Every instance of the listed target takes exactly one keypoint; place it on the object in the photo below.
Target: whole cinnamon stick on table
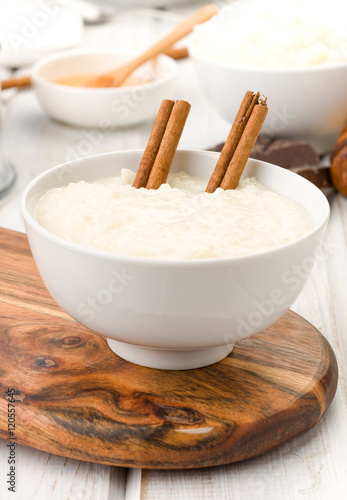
(162, 144)
(238, 162)
(153, 144)
(239, 144)
(168, 146)
(249, 101)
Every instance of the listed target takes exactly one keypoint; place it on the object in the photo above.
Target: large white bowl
(173, 314)
(101, 107)
(308, 104)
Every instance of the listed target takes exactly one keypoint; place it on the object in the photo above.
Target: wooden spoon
(115, 77)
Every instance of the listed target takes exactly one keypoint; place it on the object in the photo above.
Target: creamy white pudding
(177, 221)
(261, 34)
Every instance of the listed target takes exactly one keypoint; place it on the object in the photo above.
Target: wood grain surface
(76, 398)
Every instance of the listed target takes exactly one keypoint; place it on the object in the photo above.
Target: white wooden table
(313, 466)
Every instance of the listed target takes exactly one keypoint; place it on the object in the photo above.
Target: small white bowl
(173, 314)
(308, 104)
(101, 107)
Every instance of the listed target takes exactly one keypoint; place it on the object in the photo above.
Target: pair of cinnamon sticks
(168, 127)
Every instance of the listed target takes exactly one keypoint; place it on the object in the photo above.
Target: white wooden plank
(41, 475)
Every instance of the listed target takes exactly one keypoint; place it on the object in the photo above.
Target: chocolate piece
(319, 176)
(285, 153)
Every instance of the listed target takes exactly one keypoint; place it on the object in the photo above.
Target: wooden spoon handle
(180, 31)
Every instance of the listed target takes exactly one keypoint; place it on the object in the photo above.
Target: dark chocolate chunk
(283, 152)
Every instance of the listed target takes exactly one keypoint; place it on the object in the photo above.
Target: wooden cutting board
(74, 397)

________

◆ DIRECTIVE: Please revise all the records above, replacing "pudding" with "custard" and keeping everything else the same. Leave the pictures out of your answer.

◆ FULL OUTPUT:
Every instance of the listed target takes exactly one keypoint; place it on the object in the photo below.
Target: whole cinnamon stick on table
(162, 144)
(238, 162)
(153, 144)
(239, 144)
(168, 146)
(249, 101)
Every instance of the listed target takes exactly one keypoint; place it on the object in the photo above.
Target: large white bowl
(173, 314)
(101, 107)
(308, 104)
Every instance of the listed target takes exactly one keypoint; place it on the object in the photo above.
Target: wooden spoon
(115, 77)
Every instance of the listed target takes exactly one keypoint; place it on the object in the photo above.
Target: creamy white custard
(177, 221)
(261, 34)
Every instance of the listed target takes exactly one keypoint; place it on the object in the photo above.
Target: wood grain surface
(76, 398)
Every instance of the listed target takes exactly one keypoint; place it on the object in the photo above.
Target: white wooden table
(313, 466)
Every instance of the listed target takes exactly one keypoint; place it on the object in the photo above.
Target: small white bowl
(173, 314)
(308, 104)
(101, 107)
Every instance of the listed target takes exactly one keypoint; place it on the object in the photo above.
Target: pair of cinnamon sticks
(168, 127)
Every instance of the listed target takes exactly one keypoint; place it on the object in the photo above.
Target: white wooden plank
(41, 475)
Every instance of the listed target takes exactly one keypoint; place it on the object in the photo above.
Target: chocolate piece
(319, 176)
(285, 153)
Every instance of the listed target takes exactly one keypoint; place it on the object in the photo above.
Target: wooden spoon handle
(180, 31)
Every instance of the listed target takes exactly one keypoint; place it on the object in the photo above.
Target: dark chocolate chunk
(283, 152)
Every instance of the listed target takes exactly one keypoint; place it on the object in the photo above.
Target: wooden cutting board
(74, 397)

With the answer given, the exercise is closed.